■ EXTRAIT CHOISI ■
+++++

La Chine se réveille et le leader du monde tremble (V) /Par Ahmedou Ould Moustapha

16 July, 2020 - 01:33

Monsieur Ahmedou Ould  Moustapha décline ici une analyse percutante qui remet en question beaucoup de certitudes et de croyances fortement établies.

Des lois immuables de l’Histoire aux pertinents indicateurs comparatifs de l’économie, en passant par les inflexions de la géopolitique, il met en évidence quelques tendances lourdes pour cerner les véritables enjeux de cette vive tension qui se déroule sous nos yeux entre les Etats-Unis et l’Empire du Milieu.

Il nous explique surtout la sérieuse menace qui se profile sur le destin des Etats-Unis au niveau de l’échiquier international ainsi que  les vraies raisons des déclarations à la fois erratiques et oscillatoires du président Trump à l’encontre de la Chine.

 

Une autre étape de la Longue Marche

Y a-t-il besoin de longs développements pour cadrer le contexte qui a vu naître  la république populaire de Chine en tant que nation unifiée sous la direction de Mao Tsé-toung ?

+++++

Entrées de pointage et d'étiquetage:
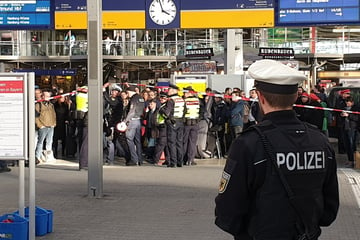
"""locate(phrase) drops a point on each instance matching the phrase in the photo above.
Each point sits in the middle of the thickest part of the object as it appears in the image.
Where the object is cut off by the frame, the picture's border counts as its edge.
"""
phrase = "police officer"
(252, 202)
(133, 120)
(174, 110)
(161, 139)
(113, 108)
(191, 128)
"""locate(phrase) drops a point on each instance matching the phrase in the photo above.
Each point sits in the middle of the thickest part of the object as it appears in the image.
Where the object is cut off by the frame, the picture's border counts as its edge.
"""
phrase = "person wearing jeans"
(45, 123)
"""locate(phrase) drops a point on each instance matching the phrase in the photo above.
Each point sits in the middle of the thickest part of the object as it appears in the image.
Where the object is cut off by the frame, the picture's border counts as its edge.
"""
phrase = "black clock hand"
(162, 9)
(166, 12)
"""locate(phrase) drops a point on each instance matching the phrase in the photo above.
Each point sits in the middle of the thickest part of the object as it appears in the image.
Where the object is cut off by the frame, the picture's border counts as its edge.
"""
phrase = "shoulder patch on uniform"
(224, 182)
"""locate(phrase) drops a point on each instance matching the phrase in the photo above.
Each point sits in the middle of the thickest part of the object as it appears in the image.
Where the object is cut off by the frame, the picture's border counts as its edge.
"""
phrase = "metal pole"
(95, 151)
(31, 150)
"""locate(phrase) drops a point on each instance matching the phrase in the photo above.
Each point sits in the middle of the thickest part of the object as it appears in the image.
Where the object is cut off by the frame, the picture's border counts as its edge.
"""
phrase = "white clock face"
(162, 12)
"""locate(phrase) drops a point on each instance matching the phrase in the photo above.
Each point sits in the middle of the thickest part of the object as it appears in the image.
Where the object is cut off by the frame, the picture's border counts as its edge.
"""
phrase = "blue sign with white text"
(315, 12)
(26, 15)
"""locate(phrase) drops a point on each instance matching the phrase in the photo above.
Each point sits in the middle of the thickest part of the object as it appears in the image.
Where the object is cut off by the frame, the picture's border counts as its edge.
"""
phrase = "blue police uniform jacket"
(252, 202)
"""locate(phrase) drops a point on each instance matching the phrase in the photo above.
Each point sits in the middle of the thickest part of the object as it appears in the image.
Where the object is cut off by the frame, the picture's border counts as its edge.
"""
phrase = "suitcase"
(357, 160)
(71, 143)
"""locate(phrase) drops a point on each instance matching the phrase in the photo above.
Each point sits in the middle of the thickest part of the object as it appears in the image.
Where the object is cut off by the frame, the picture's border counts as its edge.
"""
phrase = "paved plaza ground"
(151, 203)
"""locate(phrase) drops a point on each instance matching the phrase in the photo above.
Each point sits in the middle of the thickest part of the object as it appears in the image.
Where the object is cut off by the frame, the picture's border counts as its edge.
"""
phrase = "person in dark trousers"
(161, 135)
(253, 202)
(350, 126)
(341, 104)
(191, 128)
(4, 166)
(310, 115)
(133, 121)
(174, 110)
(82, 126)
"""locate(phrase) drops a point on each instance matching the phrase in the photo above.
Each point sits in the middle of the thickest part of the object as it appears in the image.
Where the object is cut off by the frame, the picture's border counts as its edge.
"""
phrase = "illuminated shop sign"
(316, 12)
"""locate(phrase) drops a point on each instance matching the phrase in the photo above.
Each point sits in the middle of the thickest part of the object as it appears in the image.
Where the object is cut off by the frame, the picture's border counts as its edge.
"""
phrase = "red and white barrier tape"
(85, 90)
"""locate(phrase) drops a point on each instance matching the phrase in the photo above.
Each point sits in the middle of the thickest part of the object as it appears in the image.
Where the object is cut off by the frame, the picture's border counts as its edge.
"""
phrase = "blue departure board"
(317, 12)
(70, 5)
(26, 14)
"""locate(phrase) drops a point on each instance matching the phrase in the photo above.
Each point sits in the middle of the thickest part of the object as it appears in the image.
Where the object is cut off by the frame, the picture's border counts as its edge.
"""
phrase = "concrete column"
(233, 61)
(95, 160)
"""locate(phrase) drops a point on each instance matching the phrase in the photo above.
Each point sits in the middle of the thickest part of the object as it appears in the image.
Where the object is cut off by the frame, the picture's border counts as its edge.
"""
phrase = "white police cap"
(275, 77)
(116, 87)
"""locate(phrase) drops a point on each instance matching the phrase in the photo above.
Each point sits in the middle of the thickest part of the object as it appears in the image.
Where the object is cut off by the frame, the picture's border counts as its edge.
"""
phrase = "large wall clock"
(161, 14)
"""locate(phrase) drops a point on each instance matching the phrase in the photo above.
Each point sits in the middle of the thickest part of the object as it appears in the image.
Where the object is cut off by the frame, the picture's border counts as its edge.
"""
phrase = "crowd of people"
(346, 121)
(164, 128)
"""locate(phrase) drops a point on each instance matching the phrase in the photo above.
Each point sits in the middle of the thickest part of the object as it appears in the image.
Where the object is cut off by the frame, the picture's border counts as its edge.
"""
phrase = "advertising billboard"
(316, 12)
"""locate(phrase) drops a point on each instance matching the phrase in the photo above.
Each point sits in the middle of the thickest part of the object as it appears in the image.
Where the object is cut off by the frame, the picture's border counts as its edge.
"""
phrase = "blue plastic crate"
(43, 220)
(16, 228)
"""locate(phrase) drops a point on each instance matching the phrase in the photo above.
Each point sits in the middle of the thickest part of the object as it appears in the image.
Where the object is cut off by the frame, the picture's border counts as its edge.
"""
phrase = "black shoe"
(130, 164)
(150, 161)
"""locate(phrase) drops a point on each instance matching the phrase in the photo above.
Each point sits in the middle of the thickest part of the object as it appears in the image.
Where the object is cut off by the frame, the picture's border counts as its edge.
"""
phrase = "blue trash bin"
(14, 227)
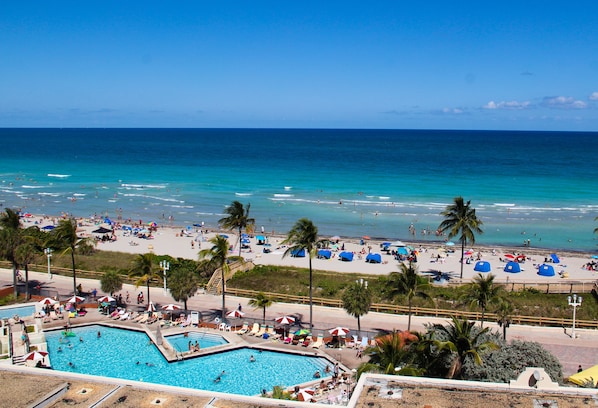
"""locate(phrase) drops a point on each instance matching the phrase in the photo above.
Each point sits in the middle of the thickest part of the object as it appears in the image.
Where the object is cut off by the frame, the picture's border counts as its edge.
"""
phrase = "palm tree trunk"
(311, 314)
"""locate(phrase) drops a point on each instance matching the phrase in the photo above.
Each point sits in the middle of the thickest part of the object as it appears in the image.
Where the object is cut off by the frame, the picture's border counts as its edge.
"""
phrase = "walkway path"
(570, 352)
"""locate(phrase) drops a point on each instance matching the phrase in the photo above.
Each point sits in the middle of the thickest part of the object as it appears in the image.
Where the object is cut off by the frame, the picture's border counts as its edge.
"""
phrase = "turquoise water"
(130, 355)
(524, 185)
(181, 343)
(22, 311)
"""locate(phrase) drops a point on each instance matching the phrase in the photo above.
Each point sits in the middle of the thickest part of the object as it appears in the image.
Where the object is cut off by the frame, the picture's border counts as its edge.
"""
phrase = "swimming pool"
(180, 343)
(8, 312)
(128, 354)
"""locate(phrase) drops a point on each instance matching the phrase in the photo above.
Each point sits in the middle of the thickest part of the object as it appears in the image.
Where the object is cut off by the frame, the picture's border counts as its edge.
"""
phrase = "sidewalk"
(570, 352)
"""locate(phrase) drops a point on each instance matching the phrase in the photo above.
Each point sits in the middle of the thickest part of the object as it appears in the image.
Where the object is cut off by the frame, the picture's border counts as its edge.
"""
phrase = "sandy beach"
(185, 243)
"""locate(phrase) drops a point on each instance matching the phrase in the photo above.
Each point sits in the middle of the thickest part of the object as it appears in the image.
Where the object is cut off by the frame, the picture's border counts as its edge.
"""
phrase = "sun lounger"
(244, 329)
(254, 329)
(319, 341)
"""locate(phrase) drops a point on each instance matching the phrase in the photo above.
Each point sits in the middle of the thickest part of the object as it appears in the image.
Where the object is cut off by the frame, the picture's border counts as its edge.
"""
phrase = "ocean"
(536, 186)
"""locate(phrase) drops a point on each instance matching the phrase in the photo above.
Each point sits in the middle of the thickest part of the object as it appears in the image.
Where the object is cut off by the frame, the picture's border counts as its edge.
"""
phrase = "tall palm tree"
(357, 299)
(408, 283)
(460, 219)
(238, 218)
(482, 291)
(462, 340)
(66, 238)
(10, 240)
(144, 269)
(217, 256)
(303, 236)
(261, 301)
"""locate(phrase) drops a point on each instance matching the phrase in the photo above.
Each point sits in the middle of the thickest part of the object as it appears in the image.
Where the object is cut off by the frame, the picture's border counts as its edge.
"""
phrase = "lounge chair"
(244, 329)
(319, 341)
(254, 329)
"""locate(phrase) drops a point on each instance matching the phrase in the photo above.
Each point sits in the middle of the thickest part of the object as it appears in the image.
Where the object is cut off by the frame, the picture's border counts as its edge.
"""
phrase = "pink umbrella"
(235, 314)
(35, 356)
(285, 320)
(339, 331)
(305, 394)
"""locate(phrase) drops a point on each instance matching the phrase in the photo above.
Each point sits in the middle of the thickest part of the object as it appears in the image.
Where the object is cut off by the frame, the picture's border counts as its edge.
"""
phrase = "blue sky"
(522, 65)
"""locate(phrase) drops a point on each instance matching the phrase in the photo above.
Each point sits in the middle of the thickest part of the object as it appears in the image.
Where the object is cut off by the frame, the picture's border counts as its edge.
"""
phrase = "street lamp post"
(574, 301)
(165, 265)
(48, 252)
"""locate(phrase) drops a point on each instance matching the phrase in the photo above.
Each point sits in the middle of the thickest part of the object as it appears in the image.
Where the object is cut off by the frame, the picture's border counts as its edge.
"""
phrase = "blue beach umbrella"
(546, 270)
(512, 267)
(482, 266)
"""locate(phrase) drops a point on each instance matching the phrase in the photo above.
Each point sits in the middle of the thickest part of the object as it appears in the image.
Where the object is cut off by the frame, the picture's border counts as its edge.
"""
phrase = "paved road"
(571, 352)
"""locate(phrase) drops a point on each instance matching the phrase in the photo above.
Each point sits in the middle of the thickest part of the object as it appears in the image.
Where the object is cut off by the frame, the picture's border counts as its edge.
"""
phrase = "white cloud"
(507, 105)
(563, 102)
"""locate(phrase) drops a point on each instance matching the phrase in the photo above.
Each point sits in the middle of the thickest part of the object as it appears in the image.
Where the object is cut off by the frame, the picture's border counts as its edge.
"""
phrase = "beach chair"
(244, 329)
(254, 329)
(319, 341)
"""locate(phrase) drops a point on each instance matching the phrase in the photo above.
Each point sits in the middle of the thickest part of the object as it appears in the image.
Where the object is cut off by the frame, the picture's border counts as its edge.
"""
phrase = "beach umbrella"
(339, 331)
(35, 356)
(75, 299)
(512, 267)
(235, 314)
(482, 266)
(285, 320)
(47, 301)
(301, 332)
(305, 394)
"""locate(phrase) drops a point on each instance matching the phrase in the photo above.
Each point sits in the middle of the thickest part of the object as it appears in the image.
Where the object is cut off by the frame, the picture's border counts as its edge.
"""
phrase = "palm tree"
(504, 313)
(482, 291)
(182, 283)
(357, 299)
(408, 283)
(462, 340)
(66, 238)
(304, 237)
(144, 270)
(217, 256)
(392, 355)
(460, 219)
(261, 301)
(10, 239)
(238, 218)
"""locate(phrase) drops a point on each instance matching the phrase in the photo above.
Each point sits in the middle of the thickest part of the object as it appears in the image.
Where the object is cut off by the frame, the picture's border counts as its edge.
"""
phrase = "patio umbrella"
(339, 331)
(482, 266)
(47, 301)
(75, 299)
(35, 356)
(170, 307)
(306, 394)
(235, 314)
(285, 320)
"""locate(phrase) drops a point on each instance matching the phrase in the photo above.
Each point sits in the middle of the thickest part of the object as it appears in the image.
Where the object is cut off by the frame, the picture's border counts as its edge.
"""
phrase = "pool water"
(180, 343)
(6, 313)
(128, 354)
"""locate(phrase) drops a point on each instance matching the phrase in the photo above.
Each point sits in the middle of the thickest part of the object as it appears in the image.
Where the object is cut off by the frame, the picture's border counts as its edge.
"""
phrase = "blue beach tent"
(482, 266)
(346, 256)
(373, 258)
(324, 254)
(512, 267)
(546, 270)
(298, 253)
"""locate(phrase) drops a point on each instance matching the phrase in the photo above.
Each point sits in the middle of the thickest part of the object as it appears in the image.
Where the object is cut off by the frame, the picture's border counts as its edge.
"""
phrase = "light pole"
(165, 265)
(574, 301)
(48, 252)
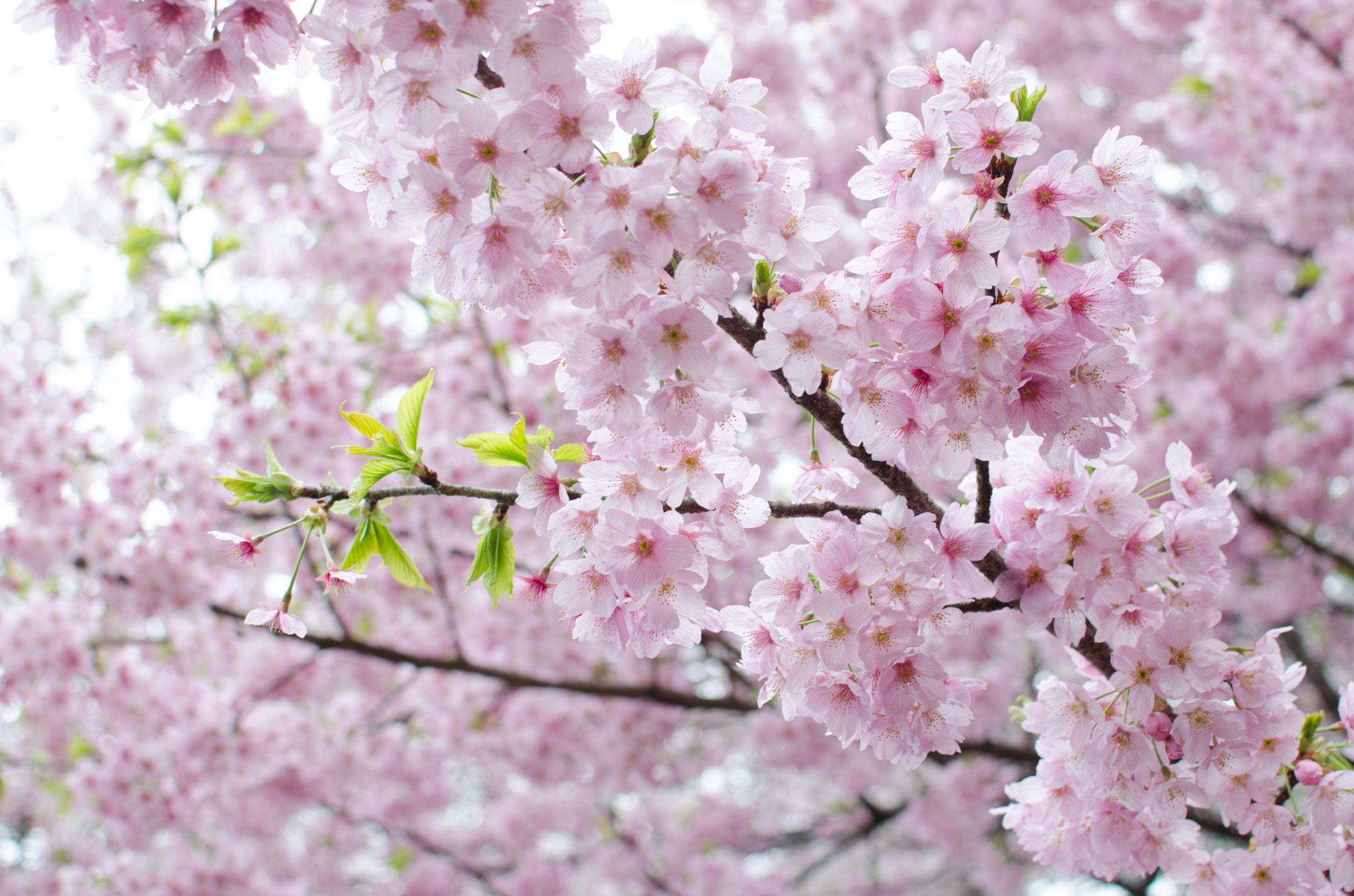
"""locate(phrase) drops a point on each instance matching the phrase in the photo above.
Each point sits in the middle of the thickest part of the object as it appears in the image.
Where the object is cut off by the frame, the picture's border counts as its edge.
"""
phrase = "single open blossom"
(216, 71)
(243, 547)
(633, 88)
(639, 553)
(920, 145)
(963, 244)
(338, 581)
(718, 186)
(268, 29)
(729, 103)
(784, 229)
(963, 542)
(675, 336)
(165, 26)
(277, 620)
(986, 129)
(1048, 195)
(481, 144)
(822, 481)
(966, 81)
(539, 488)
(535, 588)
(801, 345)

+++++

■ TRAVAIL DEMANDÉ ■
Rédigez la suite de l'article sur la Chine et les États-Unis, juste après la question sur laquelle il s'arrête. Ces entrées sont un ensemble à part, sans lien avec l'article sur la Chine et les États-Unis.

■ RÉPONSE AU PROBLÈME ■
Si ce n’est point nécessaire ici, il y a cependant lieu d’ébaucher à petits traits un  rappel historique succinct pour mesurer la ‘’ longue marche’’ qui a conduit à la Chine d’aujourd’hui.

On peut commencer par le 19 ème siècle  avec ses interminables guerres plus connues sous le nom ‘’des guerres de l’opium ‘’  qui débutèrent en 1840 et qui ravagèrent le pays pour finir par emporter la dernière dynastie Qing des Mandchous, vieillissante et épuisée par ses contradictions internes ; lesquelles avaient été aggravées par l’impérialisme européen : britannique, français et allemand  dont les immixtions directes et multiformes n’avaient que le seul but de diviser la Chine pour se la  partager ; une carte de délimitation géographique fut même dressée à cet effet. Mais ces guerres engendrèrent surtout beaucoup de souffrances humaines, si tragiques qu’on pourrait en esquisser l’histoire rien qu’en invoquant ce chaos de misère humaine  et d’humiliation nationale...

Vint ensuite le 20 ème  siècle, en trainant ce chaos du siècle précédent, lui aussi ne pouvait qu’engendrer une autre guerre, la dernière et non moins tragique humainement car elle provoqua une misère si massive et si dramatique qu’elle fit entrer le pays dans une désolation encore plus inconsolable (…). Mais la révolution chinoise, conduite par Mao, remporta cette guerre contre ses adversaires, libéra alors le pays en l’unifiant et déclara la naissance de la République Populaire de Chine en octobre 1949.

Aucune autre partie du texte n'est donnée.